● **Exercise description**: Write the material out again exactly as it stands.

● **Information provided**:
──────────────────────────────

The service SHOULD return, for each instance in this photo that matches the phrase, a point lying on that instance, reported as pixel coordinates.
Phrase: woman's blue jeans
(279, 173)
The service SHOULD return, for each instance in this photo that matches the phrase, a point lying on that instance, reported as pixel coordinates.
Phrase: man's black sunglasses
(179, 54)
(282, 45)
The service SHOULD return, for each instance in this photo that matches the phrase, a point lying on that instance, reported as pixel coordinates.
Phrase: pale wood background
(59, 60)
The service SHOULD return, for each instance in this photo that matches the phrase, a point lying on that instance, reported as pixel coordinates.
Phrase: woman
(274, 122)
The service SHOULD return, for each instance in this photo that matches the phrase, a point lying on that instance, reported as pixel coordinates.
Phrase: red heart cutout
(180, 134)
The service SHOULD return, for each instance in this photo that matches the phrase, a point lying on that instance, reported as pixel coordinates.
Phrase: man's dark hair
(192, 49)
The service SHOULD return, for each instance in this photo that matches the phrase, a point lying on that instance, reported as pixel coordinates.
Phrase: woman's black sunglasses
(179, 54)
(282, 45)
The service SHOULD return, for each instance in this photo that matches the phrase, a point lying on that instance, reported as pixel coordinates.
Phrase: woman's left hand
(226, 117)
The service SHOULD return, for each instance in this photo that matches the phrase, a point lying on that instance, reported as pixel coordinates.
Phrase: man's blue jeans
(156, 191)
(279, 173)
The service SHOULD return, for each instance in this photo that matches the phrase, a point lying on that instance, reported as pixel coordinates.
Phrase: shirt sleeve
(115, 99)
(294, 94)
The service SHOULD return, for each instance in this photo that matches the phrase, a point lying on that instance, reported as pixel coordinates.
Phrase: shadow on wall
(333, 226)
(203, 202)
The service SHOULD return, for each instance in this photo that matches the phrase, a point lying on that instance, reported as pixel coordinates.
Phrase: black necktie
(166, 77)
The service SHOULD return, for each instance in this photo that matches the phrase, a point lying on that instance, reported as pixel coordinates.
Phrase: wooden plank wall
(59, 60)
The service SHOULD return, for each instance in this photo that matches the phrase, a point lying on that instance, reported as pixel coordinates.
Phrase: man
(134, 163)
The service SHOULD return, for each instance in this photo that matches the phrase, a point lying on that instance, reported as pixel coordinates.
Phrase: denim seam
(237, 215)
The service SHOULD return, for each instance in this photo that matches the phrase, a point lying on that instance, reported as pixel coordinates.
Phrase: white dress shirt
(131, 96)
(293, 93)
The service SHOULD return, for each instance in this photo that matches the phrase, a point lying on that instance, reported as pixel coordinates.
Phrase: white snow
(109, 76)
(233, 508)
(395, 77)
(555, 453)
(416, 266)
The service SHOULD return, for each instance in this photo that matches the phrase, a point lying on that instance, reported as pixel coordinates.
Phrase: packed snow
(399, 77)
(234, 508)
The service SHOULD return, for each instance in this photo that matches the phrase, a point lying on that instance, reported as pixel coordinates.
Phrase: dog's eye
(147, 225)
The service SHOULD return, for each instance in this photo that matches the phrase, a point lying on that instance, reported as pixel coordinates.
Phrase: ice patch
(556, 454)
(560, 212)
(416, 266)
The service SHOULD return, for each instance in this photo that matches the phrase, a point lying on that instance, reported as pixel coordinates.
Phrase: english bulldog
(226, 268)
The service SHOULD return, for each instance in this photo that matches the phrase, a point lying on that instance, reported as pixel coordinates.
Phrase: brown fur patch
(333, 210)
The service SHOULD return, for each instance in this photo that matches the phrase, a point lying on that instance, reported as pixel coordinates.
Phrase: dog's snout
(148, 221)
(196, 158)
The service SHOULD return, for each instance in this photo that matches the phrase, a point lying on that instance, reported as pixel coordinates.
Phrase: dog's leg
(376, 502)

──────────────────────────────

● **Response**:
The service SHOULD return, for each instance in this photo that matches the phrase, a point lying on that instance, reported as pixel coordinates.
Phrase: woman's blue jeans
(279, 173)
The service SHOULD return, for each instance in this photo that matches the phrase, a point lying on that instance, reported as pixel coordinates.
Phrase: man's black sunglasses
(179, 54)
(282, 45)
The service SHOULD return, for each instance in this photo that matches the phrase, a point lying on that instance, reported as pixel coordinates.
Phrase: pale wood background
(59, 60)
The service SHOULD return, for each instance in this photo that matches the phrase, a point lying on that instance, reported as pixel coordinates.
Phrase: woman
(274, 122)
The service SHOULD return, for each instance in this photo that matches the phrase, a point lying on that instance, reported as pixel coordinates.
Phrase: red heart cutout
(180, 134)
The service SHOULD return, for each instance in this photo that matches the phrase, a point lying on that instance, reported as pixel coordinates.
Phrase: man's dark hair
(192, 49)
The service SHOULD return, for each instance in this photo that matches the phrase, a point lying on that instance, reported as pixel coordinates.
Phrase: woman's black sunglasses
(179, 54)
(282, 45)
The service SHOULD return, for each instance in this photo that matches the phrase, a point lying on that instance, reported as pixel coordinates.
Phrase: woman's left hand
(226, 117)
The service SHOULD return, for each instance in this photo that matches the phrase, a point lying on that instance, reported as pixel coordinates.
Phrase: man's blue jeans
(156, 191)
(279, 173)
The service SHOULD return, for each instance in this photo that matches the phrase, a point lying on that instance, reported as pixel coordinates.
Phrase: shirt sleeve
(115, 99)
(294, 94)
The service SHOULD return, for each instance in this photo that matches the phrase, a point lying on that instance, reported as pixel coordinates.
Phrase: shadow on wall
(333, 226)
(203, 202)
The service SHOULD return, for each instance in this photo that matches the phrase, a point lying on that instance, reported as pixel coordinates.
Phrase: black necktie
(166, 77)
The service SHOULD return, for each instance in this photo that matches the phrase, a point lying on that instance, reported as pixel coordinates.
Phrase: wooden plank wall
(59, 60)
The service SHOULD return, for each instance in this photo that matches the phrase, a point lying on that instance, reported as pixel coordinates.
Phrase: man
(134, 163)
The service SHOULD return, for each instance in this photo that matches the phrase, a point lying on that instance, reported as pixel coordinates.
Phrase: denim seam
(237, 215)
The service SHOULD return, for each instance in this photo that matches the phrase, a point lying on that instance, reported as pixel coordinates.
Phrase: white dress shirt
(131, 96)
(293, 93)
The service SHOULD return, for each instance in this photo that matches the phrase, a point lying on that instance, reported as pixel coordinates.
Phrase: white snow
(109, 76)
(233, 508)
(395, 77)
(555, 453)
(416, 266)
The service SHOULD return, for each instance in this photo that matches the phrase, a point lying on that instance, reported as pixel coordinates.
Phrase: packed snow
(399, 77)
(234, 508)
The service SHOULD return, for each instance in this photo that matches the phrase, a point lying on that instance, reported as pixel coordinates.
Phrase: dog's eye
(147, 225)
The service SHOULD return, for each instance in this photo that matches the phrase, a point lying on that instance, reported as pixel coordinates.
Phrase: ice patch
(556, 454)
(560, 212)
(416, 266)
The service SHOULD return, for each instance in this photo that matches the phrase, a point lying on that instance, reported as pixel coordinates.
Phrase: english bulldog
(226, 268)
The service SHOULD return, for each instance in this photo that matches the phrase, a point lying on that instance, reported as pixel coordinates.
Phrase: brown fur patch
(333, 210)
The service SHOULD return, for each instance in this photo that matches the phrase, a point lying on that instance, reported as pixel coordinates.
Phrase: dog's snout
(148, 221)
(196, 158)
The service SHOULD return, for each instance in this photo that matches the phrase, a point lying on that instance, reported as pixel coordinates.
Phrase: dog's leg
(376, 502)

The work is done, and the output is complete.